_WRITTEN REQUEST_:
Please reproduce the entries below word for word, taking everything from the line containing "Q: For every instance of the car shadow" down to the last line of the entries, with both of those lines included.

* BEGIN DATA ROWS *

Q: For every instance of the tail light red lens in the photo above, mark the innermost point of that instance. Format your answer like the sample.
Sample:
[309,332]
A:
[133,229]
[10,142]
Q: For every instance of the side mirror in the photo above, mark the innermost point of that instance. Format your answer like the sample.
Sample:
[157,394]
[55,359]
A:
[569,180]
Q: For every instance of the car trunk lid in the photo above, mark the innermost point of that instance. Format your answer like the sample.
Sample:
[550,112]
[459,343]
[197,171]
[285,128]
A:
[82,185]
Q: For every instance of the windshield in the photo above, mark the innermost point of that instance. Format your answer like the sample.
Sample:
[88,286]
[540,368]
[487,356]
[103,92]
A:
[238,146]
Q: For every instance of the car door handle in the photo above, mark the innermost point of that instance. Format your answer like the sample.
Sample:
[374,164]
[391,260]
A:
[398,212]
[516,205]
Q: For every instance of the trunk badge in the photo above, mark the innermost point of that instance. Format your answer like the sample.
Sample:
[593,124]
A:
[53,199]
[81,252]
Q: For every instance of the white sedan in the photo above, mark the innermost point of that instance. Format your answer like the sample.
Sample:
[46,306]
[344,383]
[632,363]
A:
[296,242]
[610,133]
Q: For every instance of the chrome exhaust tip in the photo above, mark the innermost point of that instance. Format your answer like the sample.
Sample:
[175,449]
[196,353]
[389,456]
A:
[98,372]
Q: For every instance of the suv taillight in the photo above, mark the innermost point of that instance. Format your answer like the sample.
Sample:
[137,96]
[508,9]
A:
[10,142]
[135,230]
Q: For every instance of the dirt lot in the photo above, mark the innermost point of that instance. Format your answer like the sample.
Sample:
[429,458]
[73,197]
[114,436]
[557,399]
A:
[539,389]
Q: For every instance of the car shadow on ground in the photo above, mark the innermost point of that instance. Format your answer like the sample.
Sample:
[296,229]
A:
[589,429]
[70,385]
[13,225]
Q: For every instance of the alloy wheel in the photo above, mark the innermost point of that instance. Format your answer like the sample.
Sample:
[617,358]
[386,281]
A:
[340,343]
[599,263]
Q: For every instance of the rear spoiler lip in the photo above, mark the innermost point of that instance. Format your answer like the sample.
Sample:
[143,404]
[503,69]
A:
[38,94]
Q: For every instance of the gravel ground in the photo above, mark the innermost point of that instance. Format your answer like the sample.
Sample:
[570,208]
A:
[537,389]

* END DATA ROWS *

_FINAL ANSWER_:
Q: For every instance of the car shadow on ground in the photo above, mark the innermost point of that instance. Format your answer like the sample.
Sample:
[296,229]
A:
[589,429]
[70,385]
[13,225]
Q: For every instance of the alloy wheel in the photo above, mark the innermost point of that instance. Format your answer like the sample.
Sample:
[617,358]
[386,281]
A:
[340,343]
[599,263]
Q: For every instance of the rear spoiler lip in the photo above, mark the innermost point of that instance. Format your answer like the sample.
Sample:
[143,404]
[503,69]
A:
[38,94]
Q: For every instance of the gravel ground in the photo above, mark the innermost point of that instance. Format your answer like the sample.
Sample:
[570,208]
A:
[537,389]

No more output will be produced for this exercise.